+++ Record extracts +++

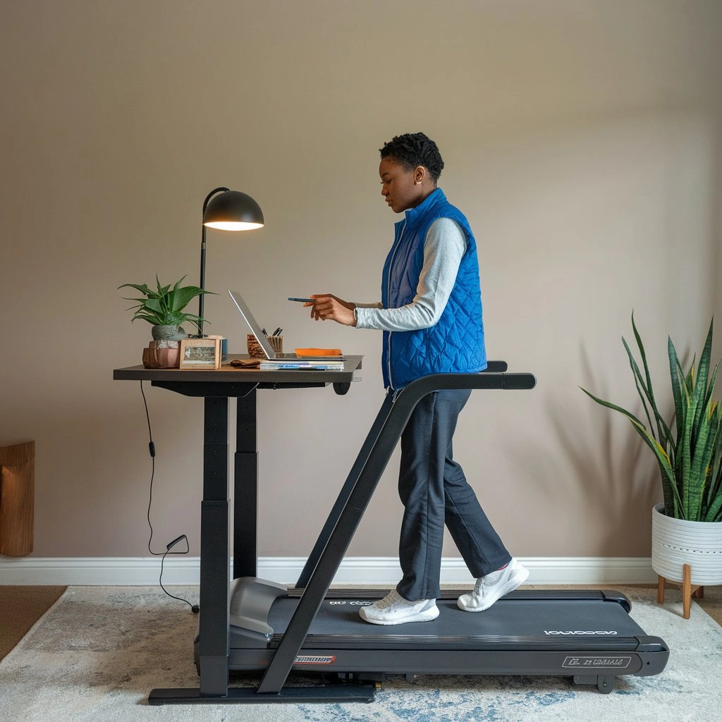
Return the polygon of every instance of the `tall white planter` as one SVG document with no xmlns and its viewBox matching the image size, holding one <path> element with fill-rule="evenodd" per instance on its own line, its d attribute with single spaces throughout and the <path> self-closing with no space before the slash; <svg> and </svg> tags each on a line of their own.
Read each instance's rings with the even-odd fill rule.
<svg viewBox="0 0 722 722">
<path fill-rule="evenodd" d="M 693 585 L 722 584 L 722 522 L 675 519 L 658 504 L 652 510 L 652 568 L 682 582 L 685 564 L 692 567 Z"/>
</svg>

+++

# [Challenge]
Return every line of the listing above unchanged, leaving out the pictures.

# [Result for this exercise]
Return the polygon of every instance of the `tall white planter` as one SVG document with no xmlns and its viewBox matching the image size, holding one <path> element with fill-rule="evenodd" per instance on its own line, its d attribute with single spaces throughout and the <path> self-closing with no space before the slash; <svg> and </svg> tags each on a line of their own.
Read each instance's rings with the even-odd fill rule.
<svg viewBox="0 0 722 722">
<path fill-rule="evenodd" d="M 693 585 L 722 584 L 722 522 L 675 519 L 658 504 L 652 510 L 652 568 L 682 582 L 685 564 L 692 567 Z"/>
</svg>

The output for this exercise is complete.